● REQUIRED WORK
An identical copy of every entry below is the required output.

● DATA PROVIDED
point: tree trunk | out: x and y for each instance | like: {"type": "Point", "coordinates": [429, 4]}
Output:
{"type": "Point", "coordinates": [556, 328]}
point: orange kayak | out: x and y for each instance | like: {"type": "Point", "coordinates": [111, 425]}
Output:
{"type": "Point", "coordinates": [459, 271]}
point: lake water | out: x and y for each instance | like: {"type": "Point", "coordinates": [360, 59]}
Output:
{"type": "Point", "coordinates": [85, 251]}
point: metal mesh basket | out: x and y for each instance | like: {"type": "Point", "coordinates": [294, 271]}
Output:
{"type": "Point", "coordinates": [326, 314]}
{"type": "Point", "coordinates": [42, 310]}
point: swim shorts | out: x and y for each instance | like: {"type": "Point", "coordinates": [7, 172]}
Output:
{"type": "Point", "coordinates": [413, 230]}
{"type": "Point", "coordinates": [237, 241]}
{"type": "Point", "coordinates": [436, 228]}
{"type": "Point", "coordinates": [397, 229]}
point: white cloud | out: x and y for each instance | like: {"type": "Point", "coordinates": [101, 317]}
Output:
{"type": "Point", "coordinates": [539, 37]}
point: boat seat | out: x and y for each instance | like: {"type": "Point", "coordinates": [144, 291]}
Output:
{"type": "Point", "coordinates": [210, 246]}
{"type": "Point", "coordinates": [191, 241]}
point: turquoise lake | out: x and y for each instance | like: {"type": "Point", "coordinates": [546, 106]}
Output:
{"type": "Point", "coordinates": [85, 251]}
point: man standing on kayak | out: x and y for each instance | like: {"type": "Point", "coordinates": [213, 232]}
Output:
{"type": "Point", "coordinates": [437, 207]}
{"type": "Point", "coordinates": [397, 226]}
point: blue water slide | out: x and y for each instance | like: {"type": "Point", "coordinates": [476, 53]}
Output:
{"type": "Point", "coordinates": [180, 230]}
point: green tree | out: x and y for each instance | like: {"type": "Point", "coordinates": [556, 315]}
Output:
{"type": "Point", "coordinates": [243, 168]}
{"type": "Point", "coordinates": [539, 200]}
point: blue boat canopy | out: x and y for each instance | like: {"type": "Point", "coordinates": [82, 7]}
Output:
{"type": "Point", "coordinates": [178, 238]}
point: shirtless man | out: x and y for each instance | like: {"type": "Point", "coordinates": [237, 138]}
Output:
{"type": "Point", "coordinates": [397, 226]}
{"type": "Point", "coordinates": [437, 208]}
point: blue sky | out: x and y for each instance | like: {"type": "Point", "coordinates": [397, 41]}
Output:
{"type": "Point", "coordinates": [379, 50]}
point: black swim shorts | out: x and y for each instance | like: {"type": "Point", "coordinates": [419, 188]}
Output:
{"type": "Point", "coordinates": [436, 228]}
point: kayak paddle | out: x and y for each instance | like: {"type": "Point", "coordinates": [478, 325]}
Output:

● RESPONSE BELOW
point: tree trunk | out: x and y for each instance | like: {"type": "Point", "coordinates": [429, 4]}
Output:
{"type": "Point", "coordinates": [556, 328]}
point: orange kayak | out: x and y for each instance | like: {"type": "Point", "coordinates": [111, 425]}
Output:
{"type": "Point", "coordinates": [459, 271]}
point: lake water | out: x and y for each instance | like: {"type": "Point", "coordinates": [360, 59]}
Output:
{"type": "Point", "coordinates": [85, 251]}
point: metal mesh basket | out: x and y for each instance | like: {"type": "Point", "coordinates": [294, 271]}
Output:
{"type": "Point", "coordinates": [326, 314]}
{"type": "Point", "coordinates": [42, 310]}
point: swim shorts | out: x and y for each instance | like: {"type": "Point", "coordinates": [7, 172]}
Output:
{"type": "Point", "coordinates": [413, 230]}
{"type": "Point", "coordinates": [237, 241]}
{"type": "Point", "coordinates": [436, 228]}
{"type": "Point", "coordinates": [397, 229]}
point: white cloud | out: x and y for each instance | like: {"type": "Point", "coordinates": [101, 317]}
Output:
{"type": "Point", "coordinates": [539, 37]}
point: boat seat | out: x and y for each instance | like: {"type": "Point", "coordinates": [144, 291]}
Output:
{"type": "Point", "coordinates": [210, 246]}
{"type": "Point", "coordinates": [191, 241]}
point: turquoise lake | out: x and y for each instance | like: {"type": "Point", "coordinates": [546, 106]}
Output:
{"type": "Point", "coordinates": [85, 251]}
point: man standing on kayak | out: x and y for each instance | like: {"type": "Point", "coordinates": [213, 232]}
Output:
{"type": "Point", "coordinates": [437, 207]}
{"type": "Point", "coordinates": [397, 226]}
point: blue water slide | out: x and y for each instance | like: {"type": "Point", "coordinates": [476, 53]}
Output:
{"type": "Point", "coordinates": [180, 230]}
point: green tree | out: x and y for each instance | like: {"type": "Point", "coordinates": [556, 315]}
Output:
{"type": "Point", "coordinates": [243, 168]}
{"type": "Point", "coordinates": [539, 200]}
point: blue boat canopy | out: x and y for each instance | like: {"type": "Point", "coordinates": [82, 7]}
Output:
{"type": "Point", "coordinates": [178, 238]}
point: shirtless man | out: x and y for each instance | like: {"type": "Point", "coordinates": [237, 138]}
Output:
{"type": "Point", "coordinates": [397, 226]}
{"type": "Point", "coordinates": [437, 208]}
point: blue sky | out: x and y for each instance | like: {"type": "Point", "coordinates": [397, 41]}
Output:
{"type": "Point", "coordinates": [379, 50]}
point: black swim shorts | out: x and y for each instance | like: {"type": "Point", "coordinates": [419, 188]}
Output:
{"type": "Point", "coordinates": [436, 228]}
point: kayak paddle | out: x and y for each instance | like: {"type": "Point", "coordinates": [478, 325]}
Output:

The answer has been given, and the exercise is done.